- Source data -
====

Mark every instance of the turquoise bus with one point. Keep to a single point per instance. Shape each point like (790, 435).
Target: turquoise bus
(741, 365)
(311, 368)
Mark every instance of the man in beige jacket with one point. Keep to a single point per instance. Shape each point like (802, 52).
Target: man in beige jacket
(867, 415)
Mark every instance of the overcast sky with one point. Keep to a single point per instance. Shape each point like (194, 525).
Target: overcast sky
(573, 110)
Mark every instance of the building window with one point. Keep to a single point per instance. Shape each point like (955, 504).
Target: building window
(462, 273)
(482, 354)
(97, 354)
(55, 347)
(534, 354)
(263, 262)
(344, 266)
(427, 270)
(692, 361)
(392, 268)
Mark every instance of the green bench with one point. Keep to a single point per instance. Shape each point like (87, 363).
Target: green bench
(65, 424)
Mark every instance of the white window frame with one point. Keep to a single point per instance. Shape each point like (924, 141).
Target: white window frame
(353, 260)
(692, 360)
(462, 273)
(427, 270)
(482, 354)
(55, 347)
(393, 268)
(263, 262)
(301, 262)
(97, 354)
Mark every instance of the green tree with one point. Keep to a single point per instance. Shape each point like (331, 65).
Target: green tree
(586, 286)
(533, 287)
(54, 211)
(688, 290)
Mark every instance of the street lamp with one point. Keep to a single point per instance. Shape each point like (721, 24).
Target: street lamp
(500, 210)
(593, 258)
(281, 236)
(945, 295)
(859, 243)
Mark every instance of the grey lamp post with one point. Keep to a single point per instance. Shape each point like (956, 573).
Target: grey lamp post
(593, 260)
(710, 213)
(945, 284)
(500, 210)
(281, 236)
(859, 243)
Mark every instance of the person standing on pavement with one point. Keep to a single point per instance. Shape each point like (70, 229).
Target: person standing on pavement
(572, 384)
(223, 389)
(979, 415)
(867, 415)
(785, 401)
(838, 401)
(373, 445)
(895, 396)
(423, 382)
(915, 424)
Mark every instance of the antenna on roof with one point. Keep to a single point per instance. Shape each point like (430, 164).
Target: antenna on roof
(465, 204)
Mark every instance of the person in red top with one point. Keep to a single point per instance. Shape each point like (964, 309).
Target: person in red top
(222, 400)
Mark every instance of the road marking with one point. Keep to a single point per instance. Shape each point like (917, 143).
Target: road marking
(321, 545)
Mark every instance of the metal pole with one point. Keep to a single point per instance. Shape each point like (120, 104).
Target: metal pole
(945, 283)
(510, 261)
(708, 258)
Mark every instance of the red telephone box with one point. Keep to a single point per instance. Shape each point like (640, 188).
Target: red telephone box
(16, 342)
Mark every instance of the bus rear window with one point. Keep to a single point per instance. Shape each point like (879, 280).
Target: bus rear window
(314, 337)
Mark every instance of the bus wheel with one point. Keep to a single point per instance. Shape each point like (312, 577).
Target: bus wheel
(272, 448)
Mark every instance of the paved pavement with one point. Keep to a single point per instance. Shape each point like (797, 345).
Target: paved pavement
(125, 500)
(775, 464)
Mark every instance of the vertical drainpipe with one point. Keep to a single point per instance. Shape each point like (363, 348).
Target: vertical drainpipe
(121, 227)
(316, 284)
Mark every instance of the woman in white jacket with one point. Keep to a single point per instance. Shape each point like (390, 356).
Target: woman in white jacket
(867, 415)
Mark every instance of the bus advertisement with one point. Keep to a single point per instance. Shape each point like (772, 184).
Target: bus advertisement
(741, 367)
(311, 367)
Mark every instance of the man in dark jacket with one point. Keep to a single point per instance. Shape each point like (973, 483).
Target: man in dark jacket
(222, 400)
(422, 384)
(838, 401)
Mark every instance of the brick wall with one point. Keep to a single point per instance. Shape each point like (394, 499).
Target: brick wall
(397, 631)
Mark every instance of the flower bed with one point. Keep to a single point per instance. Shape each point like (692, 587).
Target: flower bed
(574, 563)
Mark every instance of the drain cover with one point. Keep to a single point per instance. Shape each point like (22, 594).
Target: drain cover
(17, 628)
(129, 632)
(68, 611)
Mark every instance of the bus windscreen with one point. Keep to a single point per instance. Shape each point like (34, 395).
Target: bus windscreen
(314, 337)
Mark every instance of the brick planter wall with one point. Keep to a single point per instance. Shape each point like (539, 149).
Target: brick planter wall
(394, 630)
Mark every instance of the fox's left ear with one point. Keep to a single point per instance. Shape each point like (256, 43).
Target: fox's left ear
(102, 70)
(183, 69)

====

- EXERCISE AIM -
Within the records above, the line carrying "Target: brick planter wall" starts the range and the last line ends it. Set down that range exactly.

- RESULT FOR THIS EXERCISE -
Target: brick planter wall
(394, 630)
Mark every instance of the fox's left ear with one point. Keep to a single point per instance. Shape each point like (256, 43).
Target: fox's left ear
(102, 70)
(183, 69)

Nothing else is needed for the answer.